> **任务项 1**:
按照给定文段的说法,如果一个行动刚执行就受到惩罚,儿童机器应当怎样?
> **任务项 2**:
把给定文段中从“通常的教学过程是惩罚和奖励相”到“不太正规,所以还称不上成功。”的部分重写一遍,并将其中的“儿童机器”换成“学习机器”。

> **给定文段**:
──────────────────────────────
通常的教学过程是惩罚和奖励相结合的。我们可以利用这些原则,建造或编写简单的儿童机器。如果一个行动刚刚执行就受到惩罚,机器要能不再重复这个行动;而在接受奖励的时候,要能提高这个行动发生的概率。这些定义并不能预设机器的情绪。我对一台儿童机器进行了一些实验,而且成功地教会了它一些东西。但是教育方法不太正规,所以还称不上成功。

惩罚和奖励最好能作为机器教育过程的一部分。粗略地说,如果老师没有其他和学生交流的方式,学生接收到的信息,不会超过奖励和惩罚时教授信息的总和。一个孩子要学会重复“Casabianca”这个词,一定会是个痛苦的经历。如果教学上只能通过“提二十个问题”的方法来传授这个词的话,每一个“No”都将是一个沉重的打击。因此应该寻找其他“非情绪化”的交流渠道。如果能够找到的话,那么就可以通过惩罚和奖励的方式,让机器学会服从某种语言发出的命令,例如符号语言。这些命令则通过“非情绪化”的渠道传输。这种语言的使用将会大大降低必需的惩罚和奖励的次数。
──────────────────────────────
> **所给数据**:

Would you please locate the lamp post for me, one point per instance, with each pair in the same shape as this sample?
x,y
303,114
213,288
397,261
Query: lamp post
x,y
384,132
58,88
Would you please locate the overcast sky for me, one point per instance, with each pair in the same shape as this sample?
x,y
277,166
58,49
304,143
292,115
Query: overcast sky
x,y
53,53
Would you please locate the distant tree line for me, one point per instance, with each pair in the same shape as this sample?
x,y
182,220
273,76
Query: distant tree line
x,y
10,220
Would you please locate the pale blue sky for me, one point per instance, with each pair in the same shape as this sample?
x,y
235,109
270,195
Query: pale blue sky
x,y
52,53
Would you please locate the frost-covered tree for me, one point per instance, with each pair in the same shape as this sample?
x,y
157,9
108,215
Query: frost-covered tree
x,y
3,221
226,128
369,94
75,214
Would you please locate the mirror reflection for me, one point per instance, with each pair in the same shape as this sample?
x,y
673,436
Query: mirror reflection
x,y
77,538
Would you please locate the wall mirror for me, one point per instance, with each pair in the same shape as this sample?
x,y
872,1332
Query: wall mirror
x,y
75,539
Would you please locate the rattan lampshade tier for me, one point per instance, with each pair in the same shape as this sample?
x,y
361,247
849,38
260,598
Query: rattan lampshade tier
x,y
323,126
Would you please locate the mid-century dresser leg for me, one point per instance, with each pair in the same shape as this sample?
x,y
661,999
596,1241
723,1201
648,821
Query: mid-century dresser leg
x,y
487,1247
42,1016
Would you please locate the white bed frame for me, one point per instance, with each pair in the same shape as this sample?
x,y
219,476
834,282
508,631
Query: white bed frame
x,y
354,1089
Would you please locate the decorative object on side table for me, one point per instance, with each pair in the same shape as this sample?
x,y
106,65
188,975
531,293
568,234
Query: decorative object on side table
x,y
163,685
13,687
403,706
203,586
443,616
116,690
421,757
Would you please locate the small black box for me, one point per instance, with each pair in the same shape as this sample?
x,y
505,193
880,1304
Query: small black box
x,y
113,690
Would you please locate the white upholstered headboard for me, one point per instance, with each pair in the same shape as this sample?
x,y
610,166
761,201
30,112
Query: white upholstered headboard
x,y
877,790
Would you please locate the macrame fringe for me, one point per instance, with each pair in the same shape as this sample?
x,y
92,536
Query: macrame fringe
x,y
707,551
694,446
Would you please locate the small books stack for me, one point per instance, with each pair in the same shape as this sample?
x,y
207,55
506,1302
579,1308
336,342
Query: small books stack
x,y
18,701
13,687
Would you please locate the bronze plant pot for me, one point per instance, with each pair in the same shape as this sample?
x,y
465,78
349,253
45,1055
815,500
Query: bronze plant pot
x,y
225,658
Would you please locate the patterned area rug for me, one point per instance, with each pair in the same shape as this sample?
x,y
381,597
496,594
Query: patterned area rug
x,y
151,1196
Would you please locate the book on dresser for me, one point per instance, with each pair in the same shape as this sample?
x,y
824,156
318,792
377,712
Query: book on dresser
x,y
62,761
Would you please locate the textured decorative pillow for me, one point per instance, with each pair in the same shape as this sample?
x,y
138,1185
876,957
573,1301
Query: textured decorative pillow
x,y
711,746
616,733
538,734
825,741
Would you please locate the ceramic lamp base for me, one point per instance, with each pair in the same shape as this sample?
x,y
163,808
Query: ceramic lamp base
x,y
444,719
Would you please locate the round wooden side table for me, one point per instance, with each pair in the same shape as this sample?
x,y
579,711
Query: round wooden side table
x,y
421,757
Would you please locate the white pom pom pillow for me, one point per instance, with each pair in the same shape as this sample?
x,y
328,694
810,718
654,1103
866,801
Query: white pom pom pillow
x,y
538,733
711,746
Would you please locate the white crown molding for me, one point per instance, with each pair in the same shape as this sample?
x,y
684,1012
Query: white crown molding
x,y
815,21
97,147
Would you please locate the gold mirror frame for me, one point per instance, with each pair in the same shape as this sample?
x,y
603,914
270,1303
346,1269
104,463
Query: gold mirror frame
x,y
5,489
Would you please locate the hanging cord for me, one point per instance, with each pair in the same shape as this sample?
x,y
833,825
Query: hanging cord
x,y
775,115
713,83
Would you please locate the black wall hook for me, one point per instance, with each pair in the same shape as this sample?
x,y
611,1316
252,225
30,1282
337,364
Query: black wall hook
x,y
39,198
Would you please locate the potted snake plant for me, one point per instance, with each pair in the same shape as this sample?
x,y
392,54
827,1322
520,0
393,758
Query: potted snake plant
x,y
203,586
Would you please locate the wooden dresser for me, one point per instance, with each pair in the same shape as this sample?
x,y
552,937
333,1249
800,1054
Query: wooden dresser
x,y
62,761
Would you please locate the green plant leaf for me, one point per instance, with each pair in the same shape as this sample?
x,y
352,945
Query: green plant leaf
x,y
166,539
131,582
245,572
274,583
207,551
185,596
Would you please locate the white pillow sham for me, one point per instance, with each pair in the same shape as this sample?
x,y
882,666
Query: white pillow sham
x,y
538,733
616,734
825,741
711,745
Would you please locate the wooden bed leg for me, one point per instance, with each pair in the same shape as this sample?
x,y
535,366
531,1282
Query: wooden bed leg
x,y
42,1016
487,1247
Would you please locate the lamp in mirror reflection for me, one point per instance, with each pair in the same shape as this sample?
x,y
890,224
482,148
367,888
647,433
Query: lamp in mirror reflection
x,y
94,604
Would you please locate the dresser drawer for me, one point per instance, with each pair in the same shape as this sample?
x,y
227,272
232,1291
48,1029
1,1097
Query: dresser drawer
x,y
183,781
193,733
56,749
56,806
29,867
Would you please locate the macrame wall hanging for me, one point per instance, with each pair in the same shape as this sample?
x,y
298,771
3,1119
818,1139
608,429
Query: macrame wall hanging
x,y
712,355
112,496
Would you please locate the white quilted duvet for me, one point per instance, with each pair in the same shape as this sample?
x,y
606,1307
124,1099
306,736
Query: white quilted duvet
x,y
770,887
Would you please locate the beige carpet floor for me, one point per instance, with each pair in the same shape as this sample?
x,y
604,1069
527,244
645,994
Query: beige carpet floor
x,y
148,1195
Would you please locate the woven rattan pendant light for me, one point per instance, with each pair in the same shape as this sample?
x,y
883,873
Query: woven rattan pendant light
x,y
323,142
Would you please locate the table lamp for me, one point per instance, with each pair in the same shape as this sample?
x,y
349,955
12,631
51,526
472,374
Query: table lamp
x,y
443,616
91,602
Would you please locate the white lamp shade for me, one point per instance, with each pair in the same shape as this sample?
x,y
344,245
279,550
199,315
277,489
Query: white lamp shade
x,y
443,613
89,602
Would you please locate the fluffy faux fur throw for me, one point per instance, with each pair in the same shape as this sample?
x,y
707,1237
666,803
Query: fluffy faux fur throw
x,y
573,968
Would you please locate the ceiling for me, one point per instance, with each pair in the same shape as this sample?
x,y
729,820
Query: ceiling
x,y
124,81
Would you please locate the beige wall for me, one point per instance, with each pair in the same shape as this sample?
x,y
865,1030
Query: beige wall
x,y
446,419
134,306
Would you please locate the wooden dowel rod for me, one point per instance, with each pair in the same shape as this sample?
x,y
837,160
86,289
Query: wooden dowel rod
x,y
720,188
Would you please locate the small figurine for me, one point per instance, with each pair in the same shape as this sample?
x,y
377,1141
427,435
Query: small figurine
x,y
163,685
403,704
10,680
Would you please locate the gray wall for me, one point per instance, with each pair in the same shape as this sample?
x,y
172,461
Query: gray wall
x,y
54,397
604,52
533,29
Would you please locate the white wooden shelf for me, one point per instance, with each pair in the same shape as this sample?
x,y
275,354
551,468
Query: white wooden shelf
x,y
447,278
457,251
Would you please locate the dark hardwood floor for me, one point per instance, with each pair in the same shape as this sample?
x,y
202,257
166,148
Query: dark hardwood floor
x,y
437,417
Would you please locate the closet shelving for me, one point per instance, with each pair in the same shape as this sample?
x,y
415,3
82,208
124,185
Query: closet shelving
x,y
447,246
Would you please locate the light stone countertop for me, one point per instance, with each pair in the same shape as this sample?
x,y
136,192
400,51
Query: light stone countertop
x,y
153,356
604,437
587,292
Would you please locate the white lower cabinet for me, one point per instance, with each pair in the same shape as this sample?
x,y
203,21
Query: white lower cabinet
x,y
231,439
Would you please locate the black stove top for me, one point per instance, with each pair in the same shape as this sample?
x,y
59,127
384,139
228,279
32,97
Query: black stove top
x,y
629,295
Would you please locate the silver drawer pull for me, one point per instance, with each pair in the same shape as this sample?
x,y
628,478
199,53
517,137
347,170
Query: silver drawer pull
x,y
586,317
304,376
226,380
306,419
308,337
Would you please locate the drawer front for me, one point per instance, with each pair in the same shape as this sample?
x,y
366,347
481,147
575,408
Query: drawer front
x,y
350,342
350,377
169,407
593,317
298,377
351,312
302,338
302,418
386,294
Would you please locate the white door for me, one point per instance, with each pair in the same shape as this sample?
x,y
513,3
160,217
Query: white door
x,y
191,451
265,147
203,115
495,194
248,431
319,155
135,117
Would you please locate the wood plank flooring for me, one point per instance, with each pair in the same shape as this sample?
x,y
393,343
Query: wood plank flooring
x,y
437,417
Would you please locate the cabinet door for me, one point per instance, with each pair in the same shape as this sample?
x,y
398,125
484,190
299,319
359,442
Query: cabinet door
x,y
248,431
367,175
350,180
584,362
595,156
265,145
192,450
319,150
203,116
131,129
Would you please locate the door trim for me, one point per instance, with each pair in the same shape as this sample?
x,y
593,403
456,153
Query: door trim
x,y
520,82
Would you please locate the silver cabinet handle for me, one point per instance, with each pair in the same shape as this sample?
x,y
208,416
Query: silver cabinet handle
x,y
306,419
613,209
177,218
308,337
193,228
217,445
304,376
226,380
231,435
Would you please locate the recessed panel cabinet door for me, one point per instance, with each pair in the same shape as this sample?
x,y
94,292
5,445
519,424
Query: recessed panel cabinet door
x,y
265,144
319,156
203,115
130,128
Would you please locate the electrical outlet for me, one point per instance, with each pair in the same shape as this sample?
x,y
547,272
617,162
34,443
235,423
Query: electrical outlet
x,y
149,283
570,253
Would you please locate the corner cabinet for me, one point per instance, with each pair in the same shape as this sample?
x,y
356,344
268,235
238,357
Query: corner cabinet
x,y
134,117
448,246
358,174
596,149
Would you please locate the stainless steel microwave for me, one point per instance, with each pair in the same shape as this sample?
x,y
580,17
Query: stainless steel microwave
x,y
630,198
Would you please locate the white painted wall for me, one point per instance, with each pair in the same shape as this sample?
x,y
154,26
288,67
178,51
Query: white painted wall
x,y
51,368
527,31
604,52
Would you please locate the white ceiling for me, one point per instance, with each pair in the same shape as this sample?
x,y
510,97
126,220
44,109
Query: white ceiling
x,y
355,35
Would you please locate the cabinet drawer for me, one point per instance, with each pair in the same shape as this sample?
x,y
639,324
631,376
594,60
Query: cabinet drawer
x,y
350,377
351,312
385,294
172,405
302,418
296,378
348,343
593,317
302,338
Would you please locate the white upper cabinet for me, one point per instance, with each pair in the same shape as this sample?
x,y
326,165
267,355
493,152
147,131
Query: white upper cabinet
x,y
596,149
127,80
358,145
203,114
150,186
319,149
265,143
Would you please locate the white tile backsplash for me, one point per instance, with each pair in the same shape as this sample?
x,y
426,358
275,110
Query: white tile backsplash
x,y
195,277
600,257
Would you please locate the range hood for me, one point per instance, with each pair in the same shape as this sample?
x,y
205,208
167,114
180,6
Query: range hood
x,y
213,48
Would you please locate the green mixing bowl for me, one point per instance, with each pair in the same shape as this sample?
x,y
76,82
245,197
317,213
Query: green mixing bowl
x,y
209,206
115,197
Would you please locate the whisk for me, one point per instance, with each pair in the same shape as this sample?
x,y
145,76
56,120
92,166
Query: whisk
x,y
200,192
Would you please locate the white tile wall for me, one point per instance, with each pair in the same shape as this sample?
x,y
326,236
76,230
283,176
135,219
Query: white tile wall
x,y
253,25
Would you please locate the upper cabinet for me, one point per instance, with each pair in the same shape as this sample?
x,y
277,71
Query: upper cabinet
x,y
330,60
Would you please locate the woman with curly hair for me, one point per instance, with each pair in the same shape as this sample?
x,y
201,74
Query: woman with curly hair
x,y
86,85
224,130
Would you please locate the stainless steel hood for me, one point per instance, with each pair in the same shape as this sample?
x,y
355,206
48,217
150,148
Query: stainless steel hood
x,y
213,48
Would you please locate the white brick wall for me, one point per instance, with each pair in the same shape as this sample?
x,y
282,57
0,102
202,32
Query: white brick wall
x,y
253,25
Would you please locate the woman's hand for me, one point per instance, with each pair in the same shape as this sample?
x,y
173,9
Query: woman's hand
──────────────────────────────
> **你的解答 1**:
要能不再重复这个行动。

> **你的解答 2**:
通常的教学过程是惩罚和奖励相结合的。我们可以利用这些原则,建造或编写简单的学习机器。如果一个行动刚刚执行就受到惩罚,机器要能不再重复这个行动;而在接受奖励的时候,要能提高这个行动发生的概率。这些定义并不能预设机器的情绪。我对一台学习机器进行了一些实验,而且成功地教会了它一些东西。但是教育方法不太正规,所以还称不上成功。